Pull out every line in the rows below that contains the word "blue". Case counts, so a match must have the same uppercase and lowercase letters.

^^^^^^^^

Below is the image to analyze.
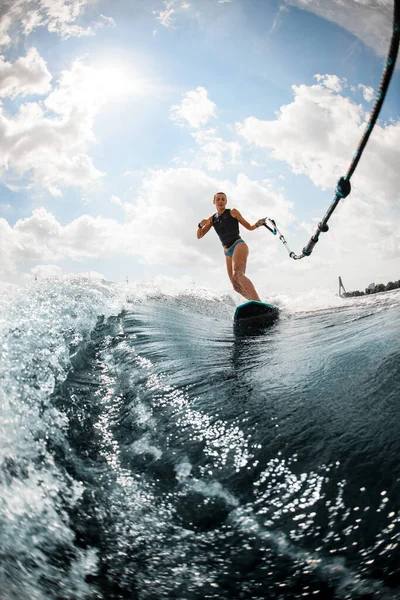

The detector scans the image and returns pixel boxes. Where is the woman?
[197,192,265,302]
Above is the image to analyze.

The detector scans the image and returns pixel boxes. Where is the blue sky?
[0,0,400,295]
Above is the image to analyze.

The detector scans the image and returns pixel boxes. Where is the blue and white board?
[233,300,279,325]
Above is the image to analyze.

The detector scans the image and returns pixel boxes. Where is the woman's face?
[213,192,227,212]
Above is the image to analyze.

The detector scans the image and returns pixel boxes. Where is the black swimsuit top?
[212,208,240,248]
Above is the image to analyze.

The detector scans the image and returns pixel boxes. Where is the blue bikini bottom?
[225,240,244,258]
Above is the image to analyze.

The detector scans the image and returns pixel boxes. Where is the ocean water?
[0,277,400,600]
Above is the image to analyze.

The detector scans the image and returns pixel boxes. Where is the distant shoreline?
[340,279,400,298]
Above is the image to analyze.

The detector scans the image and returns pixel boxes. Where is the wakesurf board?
[233,300,279,325]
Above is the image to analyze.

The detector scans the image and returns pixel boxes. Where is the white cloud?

^^^^^^^^

[Result for this exercise]
The detector scans the image and returns pixel boxes. Where is the blue sky?
The detector scans the image and returns pixel boxes. Where is the blue and white board?
The detector scans the image and returns pixel boxes. Where is the blue bikini bottom?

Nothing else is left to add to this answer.